Task requirements:
Report every line below that carries the word "branch".

[Images for object localization]
□ □ □
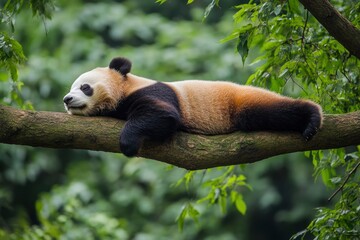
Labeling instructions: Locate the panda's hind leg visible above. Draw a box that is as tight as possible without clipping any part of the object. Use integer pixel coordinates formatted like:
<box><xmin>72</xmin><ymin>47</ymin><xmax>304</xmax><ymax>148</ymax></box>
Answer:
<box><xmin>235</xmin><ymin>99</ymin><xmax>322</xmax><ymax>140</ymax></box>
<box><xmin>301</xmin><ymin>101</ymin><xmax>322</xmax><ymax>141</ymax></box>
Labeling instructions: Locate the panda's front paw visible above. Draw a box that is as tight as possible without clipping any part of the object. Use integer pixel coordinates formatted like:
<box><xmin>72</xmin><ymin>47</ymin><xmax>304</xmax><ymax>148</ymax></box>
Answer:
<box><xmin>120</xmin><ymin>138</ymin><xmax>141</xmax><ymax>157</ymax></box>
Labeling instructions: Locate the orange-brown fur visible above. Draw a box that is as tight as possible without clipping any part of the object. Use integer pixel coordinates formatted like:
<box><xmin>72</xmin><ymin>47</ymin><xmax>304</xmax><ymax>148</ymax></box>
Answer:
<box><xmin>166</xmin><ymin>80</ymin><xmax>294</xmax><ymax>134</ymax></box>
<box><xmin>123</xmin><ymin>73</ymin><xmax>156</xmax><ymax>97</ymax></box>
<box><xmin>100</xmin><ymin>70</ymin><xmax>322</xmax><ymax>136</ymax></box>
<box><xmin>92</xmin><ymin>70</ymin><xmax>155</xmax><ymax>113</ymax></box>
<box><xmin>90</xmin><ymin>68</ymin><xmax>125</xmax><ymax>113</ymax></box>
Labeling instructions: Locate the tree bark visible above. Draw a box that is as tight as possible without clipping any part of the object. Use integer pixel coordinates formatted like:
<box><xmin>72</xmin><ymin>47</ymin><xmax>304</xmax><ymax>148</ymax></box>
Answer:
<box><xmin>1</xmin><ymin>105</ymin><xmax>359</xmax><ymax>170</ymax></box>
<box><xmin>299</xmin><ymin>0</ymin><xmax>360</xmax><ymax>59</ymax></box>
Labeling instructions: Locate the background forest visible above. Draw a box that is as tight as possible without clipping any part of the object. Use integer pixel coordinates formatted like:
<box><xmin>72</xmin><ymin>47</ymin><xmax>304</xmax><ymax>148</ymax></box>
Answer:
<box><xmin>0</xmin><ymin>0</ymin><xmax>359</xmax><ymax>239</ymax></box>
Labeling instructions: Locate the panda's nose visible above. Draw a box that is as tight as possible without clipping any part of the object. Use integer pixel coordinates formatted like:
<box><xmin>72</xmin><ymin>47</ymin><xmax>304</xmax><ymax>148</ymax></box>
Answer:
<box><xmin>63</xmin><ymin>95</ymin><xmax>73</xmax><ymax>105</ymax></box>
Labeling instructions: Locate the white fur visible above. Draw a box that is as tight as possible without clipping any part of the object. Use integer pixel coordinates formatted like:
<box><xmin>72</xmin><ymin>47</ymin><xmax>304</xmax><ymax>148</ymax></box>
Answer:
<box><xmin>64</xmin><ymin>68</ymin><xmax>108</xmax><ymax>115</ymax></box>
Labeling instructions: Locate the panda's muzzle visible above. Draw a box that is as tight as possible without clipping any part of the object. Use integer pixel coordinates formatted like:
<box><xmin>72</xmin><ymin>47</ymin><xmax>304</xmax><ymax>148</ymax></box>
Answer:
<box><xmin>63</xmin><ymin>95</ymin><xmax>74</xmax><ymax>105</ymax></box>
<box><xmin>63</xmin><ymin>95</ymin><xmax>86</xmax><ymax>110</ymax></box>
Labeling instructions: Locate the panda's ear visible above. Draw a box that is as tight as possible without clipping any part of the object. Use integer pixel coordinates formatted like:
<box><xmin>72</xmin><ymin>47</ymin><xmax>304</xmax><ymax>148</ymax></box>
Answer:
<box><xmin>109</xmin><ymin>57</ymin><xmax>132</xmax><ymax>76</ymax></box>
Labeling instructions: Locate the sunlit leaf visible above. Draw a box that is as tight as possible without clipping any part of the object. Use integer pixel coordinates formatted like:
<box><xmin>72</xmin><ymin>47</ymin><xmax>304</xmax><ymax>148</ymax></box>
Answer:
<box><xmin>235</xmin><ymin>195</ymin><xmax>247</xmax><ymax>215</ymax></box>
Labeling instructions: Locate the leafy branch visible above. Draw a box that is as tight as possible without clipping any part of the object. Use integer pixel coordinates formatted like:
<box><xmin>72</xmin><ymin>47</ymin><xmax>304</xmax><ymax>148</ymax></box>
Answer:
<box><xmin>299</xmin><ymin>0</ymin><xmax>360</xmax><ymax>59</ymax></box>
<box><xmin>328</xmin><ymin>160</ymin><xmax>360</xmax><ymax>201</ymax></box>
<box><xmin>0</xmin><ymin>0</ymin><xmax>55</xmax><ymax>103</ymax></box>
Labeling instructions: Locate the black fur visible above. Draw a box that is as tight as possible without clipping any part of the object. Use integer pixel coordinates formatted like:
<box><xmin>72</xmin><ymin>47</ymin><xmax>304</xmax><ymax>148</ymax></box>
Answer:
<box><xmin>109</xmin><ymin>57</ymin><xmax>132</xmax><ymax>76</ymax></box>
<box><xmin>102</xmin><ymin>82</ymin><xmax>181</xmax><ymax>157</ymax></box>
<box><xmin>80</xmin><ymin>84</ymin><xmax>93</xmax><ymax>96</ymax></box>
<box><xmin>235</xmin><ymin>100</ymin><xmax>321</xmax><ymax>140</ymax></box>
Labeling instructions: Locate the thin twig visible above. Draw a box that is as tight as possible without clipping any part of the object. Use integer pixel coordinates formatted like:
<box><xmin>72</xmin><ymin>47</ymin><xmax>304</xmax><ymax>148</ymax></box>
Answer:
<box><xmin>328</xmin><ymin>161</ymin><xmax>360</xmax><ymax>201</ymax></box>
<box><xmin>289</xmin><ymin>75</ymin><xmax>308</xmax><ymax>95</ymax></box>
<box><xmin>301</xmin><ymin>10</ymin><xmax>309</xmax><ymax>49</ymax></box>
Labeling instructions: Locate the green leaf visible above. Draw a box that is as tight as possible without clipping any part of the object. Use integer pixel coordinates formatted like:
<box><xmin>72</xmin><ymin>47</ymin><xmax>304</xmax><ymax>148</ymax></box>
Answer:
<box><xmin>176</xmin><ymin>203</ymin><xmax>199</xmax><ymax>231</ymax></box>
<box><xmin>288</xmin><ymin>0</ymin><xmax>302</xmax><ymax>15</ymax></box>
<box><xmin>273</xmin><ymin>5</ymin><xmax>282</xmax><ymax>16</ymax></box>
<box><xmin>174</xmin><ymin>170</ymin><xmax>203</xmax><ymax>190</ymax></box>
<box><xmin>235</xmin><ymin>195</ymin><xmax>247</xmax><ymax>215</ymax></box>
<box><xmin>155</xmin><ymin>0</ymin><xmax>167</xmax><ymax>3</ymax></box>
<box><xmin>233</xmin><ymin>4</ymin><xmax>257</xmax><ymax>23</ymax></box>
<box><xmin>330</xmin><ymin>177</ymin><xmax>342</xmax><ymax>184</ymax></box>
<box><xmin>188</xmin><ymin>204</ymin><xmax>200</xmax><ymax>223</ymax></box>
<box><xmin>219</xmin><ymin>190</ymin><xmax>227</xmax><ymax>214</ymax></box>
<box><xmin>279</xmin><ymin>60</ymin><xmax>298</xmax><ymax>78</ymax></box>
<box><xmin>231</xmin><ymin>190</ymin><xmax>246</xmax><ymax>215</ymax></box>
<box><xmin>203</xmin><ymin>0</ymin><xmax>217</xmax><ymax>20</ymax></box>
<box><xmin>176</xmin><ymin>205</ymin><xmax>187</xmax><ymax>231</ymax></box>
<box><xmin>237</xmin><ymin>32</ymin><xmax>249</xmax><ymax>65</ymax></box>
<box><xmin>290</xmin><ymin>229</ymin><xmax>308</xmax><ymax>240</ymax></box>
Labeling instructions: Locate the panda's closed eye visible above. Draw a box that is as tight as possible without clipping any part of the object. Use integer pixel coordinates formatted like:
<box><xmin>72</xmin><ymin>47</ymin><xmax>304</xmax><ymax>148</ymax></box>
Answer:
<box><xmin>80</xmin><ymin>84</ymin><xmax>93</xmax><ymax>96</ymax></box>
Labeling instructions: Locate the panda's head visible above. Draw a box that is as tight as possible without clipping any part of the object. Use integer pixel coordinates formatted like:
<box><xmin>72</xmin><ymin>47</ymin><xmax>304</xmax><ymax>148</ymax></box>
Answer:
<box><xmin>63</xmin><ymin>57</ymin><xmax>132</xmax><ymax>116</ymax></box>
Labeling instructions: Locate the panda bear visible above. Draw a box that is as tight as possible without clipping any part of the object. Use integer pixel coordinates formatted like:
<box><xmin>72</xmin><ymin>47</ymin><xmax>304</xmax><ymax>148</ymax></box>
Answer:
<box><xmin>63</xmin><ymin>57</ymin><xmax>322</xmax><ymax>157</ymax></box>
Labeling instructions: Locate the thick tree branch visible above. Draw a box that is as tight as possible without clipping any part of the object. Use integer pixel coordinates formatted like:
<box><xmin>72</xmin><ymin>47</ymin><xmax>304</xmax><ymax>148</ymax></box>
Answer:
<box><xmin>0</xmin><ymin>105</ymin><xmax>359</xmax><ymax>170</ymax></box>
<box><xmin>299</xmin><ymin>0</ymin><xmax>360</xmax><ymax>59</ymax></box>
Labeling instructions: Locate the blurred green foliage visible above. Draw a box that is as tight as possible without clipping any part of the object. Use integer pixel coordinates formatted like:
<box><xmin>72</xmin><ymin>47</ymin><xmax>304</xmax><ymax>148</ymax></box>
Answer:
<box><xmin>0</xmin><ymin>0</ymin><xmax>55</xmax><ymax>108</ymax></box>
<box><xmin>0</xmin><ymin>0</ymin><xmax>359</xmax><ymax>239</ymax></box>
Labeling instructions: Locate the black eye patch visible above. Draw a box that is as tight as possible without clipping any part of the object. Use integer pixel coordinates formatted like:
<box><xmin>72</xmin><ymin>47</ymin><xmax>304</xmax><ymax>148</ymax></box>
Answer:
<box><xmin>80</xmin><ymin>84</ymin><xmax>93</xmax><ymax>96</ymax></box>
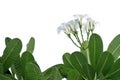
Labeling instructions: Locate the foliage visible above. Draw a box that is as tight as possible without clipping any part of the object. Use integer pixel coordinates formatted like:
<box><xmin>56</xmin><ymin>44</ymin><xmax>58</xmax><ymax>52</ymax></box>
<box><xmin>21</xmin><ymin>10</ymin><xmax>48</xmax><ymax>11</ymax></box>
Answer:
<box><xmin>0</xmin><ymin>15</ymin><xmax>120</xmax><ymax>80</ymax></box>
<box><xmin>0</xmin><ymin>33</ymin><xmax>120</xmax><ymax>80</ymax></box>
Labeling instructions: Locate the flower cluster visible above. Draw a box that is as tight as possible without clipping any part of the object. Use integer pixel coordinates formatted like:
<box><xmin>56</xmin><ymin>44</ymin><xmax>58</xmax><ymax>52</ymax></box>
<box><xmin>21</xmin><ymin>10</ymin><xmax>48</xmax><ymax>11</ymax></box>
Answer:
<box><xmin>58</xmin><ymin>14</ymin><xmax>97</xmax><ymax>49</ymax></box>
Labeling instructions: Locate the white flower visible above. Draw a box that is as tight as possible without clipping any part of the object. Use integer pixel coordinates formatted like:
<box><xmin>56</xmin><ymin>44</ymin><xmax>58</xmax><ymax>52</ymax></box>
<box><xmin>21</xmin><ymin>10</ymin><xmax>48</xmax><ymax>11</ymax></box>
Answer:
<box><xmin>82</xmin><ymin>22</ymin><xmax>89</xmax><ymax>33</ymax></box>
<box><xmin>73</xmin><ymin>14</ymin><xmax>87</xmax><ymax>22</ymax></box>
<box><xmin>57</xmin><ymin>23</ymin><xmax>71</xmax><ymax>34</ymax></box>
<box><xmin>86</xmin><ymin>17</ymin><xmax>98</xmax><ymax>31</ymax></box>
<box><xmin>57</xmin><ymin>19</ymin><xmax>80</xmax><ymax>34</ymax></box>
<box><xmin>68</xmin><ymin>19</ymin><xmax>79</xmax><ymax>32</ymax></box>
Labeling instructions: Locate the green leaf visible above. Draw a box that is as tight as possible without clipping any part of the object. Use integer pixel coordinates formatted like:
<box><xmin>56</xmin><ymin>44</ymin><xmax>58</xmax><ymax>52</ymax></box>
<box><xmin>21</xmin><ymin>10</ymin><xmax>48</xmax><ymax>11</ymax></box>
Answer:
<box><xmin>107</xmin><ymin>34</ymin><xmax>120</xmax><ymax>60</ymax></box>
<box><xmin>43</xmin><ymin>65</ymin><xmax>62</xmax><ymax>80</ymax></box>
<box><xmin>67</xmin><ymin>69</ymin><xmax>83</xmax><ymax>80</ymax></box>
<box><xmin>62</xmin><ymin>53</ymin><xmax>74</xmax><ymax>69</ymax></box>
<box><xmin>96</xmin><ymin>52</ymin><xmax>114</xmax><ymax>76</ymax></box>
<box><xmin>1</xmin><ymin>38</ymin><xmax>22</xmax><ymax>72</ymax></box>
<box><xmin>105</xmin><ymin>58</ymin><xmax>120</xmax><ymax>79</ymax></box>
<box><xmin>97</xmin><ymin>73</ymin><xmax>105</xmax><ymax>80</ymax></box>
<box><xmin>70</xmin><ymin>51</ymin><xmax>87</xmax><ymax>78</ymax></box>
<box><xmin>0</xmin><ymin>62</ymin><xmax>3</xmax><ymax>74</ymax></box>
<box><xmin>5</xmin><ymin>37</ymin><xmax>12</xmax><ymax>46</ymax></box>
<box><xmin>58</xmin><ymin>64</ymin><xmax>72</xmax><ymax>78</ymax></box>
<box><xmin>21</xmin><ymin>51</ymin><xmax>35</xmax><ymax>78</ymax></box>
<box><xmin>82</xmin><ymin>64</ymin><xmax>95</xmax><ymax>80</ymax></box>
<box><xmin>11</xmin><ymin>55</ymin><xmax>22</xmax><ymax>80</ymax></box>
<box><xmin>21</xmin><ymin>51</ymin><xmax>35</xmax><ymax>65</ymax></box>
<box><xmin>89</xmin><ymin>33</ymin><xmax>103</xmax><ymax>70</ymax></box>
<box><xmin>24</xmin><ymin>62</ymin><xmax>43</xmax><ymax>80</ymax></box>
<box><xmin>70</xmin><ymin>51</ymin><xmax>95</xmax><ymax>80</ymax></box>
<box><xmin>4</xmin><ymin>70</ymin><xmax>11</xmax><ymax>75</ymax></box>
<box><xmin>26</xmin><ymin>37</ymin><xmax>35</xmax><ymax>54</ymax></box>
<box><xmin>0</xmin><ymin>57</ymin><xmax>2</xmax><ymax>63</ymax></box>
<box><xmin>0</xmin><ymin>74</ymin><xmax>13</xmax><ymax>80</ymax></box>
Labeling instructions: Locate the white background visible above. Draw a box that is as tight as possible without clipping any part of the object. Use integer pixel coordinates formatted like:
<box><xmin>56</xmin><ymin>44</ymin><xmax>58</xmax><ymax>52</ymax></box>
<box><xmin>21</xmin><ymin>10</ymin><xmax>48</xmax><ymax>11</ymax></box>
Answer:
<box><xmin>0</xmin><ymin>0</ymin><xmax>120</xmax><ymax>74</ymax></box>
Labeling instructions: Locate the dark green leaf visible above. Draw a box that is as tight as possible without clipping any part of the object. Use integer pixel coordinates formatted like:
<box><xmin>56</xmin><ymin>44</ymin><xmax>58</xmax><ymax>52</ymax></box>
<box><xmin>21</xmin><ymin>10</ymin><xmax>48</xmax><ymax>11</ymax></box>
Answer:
□ □ □
Problem solution:
Labeling instructions: Locate the leafy branch visible above. Draw a box that is as tight as possible without clipping any part of the object. Use integer pixel coordinates formatted like:
Labeling instructions: Locate the thick tree branch visible above. Draw a box that is as tight as possible without clipping any part of the object. Use integer pixel coordinates formatted like:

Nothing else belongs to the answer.